■ Required tasks ■
A. Decide whether each statement agrees with the passage on offshore energy structures, answering yes or no and quoting the deciding words: (i) A wind farm with many turbines would function as a single small reef. (ii) Floating infrastructure would provide habitat only near the ocean surface. (iii) The connectivity of a wind farm reaches horizontally across the whole installation.
B. Proceed with the passage on offshore energy structures and marine growth, writing on from its final sentence.

Ecosystem-level function and effects of offshore renewable energy infrastructure may also differ from those of offshore oil and gas structures. Whereas an oil production platform might function as a single small reef, a wind farm with many turbines would function as a network of small interconnected reefs with the associated ecological effects of high connectivity (dispersal, colonization, energy flow, etc.).  This connectivity extends not only vertically through the water column, but also horizontally across the entire wind farm installation.  Ecosystem-level impacts of floating wind turbines or other floating renewable energy devices may also differ from bottom-fixed energy infrastructure (renewable or petroleum) as floating infrastructure would provide habitat/substrate only near the surface of the ocean. This limits the diversity of species that may colonize these devices but may also broaden the geographic area of benthic impacts due to falling epifauna/epiflora transported by currents prior to reaching the ocean floor.

Opportunities for Improved Marine Resources Management

Overall, the management of marine growth in marine renewable energy development presents many opportunities. By accounting for the ecological effects of marine growth on offshore energy infrastructure during its lifespan and decommissioning, governments and managing bodies can adopt an ecosystem-based approach to marine management frameworks. Additionally, the scientific community has an opportunity to study the interactions between artificial structures and marine ecosystems on a new scale.

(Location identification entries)
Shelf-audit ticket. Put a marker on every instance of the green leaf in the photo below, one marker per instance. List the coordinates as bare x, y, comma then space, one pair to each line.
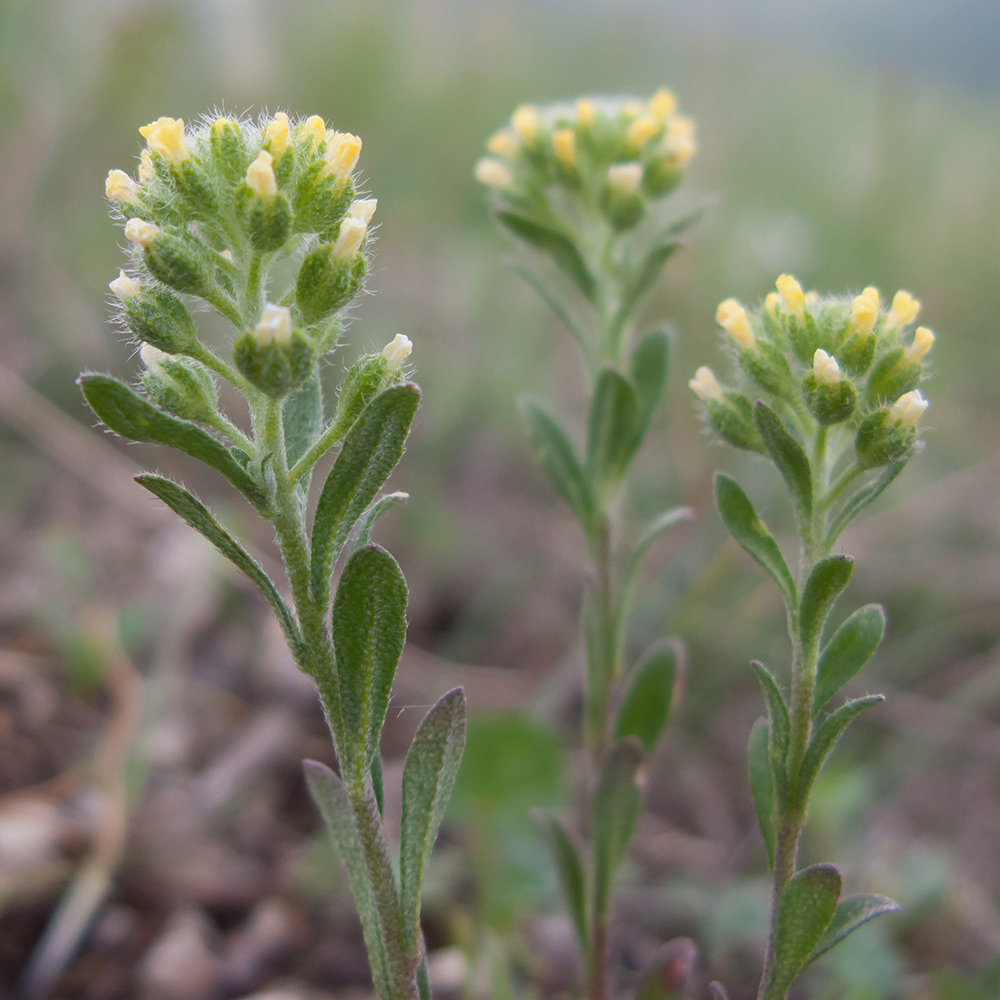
331, 798
371, 450
826, 583
569, 868
850, 648
825, 739
369, 629
611, 433
791, 460
805, 909
862, 499
617, 804
192, 510
752, 535
558, 245
779, 725
852, 913
762, 782
559, 460
130, 416
428, 778
646, 707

■ Final results ■
A.
(i) No: "a wind farm with many turbines would function as a network of small interconnected reefs"
(ii) Yes: "floating infrastructure would provide habitat/substrate only near the surface of the ocean"
(iii) Yes: "but also horizontally across the entire wind farm installation"

B.
Finally, the offshore renewables industry has an opportunity to incorporate best practices and lessons learned from the oil and gas industry, as well as scientific knowledge, into planning, operations, and end-of-use strategies. The extensive body of industry knowledge regarding the implementation of Rigs-to-Reefs programs is directly applicable to the decommissioning of offshore renewable energy, as is the body of scientific research on the ecological effects (both risks and benefits) of offshore infrastructure on the marine environment. Multiple decommissioning strategies not available to the oil and gas industry (for instance, refurbishment or re-powering of offshore wind farms) present opportunities to maintain economic viability of an offshore power installation for longer periods and may extend the time period before decommissioning operations (expensive, and likely to have widespread ecological impacts) are necessary.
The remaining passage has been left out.